Before we look for answers to our questions, it is important to understand that cannabis actually is and bust some myths around it.

What is Cannabis

The word cannabis is derived from the group of plants, cannabis sativa, cannabis indica and cannabis ruderalis. This plant grows wildly in many tropical and temperate regions of the world and can be artificially grown in almost any climate. Increasingly, the cannabis plant is being cultivated by means of indoor hydroponic technology which involves cultivation without the use of soil.

Components of Cannabis

The cannabis plant contains more than 100 components which are called cannabinoids. Scientists are still researching each of these cannabinoids, but two have been successfully identified and understood. The main psychoactive compound in cannabis is delta-9 tetrahydro-cannabinol or THC. This compound is the reason for frowns on faces when the term cannabis is heard. The other compound, which is a non-psychoactive cannabinoid is Cannabidiol or CBD. After THC, it is the second most prevalent active ingredient in the cannabis plant. Research has shown that CBD can be used to help in reducing inflammation, seizures, anxiety and pain. Thus, cannabis does not only contain psychoactive compounds, which is the common myth. For years, humans have been selectively breeding cannabis plants, and today it is possible to control the levels of THC or CBD in plants.

ASSIGNMENT A: In the cannabis passage, which conditions has research shown CBD can help reduce?
ASSIGNMENT B: Continue the cannabis passage from its final sentence.

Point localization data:
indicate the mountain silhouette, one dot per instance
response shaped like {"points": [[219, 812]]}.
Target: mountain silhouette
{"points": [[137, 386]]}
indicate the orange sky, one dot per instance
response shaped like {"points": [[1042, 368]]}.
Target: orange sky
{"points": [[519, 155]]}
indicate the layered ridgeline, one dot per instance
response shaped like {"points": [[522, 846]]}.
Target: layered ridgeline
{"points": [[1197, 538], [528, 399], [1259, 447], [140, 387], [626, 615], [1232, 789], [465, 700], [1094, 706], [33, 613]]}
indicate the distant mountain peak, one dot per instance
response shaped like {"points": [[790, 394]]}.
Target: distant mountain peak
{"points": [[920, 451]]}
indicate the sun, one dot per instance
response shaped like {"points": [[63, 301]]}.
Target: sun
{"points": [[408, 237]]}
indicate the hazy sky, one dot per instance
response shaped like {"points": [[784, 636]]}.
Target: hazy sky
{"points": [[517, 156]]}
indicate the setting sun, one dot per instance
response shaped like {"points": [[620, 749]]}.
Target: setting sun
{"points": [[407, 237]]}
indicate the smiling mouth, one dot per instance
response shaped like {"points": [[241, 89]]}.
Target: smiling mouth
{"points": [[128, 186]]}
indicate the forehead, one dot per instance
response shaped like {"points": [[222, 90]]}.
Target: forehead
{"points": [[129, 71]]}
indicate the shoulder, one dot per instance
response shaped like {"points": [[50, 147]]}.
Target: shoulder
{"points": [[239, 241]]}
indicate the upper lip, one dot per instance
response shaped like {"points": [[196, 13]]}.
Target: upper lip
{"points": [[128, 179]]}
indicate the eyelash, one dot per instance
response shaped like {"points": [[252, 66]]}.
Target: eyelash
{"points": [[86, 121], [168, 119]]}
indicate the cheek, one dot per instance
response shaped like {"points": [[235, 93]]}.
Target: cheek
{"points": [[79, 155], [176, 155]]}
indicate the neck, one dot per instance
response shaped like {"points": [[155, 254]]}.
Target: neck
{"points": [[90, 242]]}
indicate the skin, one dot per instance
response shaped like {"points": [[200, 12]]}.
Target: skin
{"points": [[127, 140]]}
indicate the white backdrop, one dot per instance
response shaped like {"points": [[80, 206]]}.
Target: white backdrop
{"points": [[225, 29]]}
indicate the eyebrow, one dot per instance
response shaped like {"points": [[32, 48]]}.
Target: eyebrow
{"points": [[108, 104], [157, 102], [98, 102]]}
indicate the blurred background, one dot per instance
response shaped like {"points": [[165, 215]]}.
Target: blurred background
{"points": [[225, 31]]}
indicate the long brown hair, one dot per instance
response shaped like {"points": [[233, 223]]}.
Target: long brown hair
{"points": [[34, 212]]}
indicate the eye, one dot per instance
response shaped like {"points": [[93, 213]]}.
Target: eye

ANSWER BOX A: Inflammation, seizures, anxiety and pain.

ANSWER BOX B:
Medical Cannabis

The previous section cleared some very common myths about cannabis and introduced the CBD, which has the capacity to do wonders in the medical industry. Although the research on CBD’s effect is still going on, strongest evidence has been provided in treating epilepsy syndromes among children. Syndromes such as Dravet syndrome and Lennox-Gastaut syndrome do not respond to typical, anti-seizure medications. However, CBD is known to reduce and even stop seizures among many children. The FDA agency in the United States has recently approved a Cannabis medicine called Epidiolex (contains CBD) for treating epilepsy seizures. Videos of the effects of CBD on children suffering from epilepsy are widely available on streaming platforms.

Other effects of medical cannabis include relief of chronic pain. A study done on rats concluded that CBD Injection was able to reduce pain that was caused by surgical incision. A spray by the name of Sativex (contains a combination of THC and CBD) is legal in many countries and is known to relieve pain from sclerosis. There is also evidence where medical cannabis has been used to reduce pain among people with Parkinson’s disease and pain linked with arthritis.

Medical Cannabis can also help reduce anxiety and depression both of which have become prevalent in today’s world. These diseases are usually treated with medicines containing benzodiazepines, which if used regularly may lead to addiction. Medical cannabis in form of oral CBD has been found to reduce anxiety in a number of experiments conducted among children.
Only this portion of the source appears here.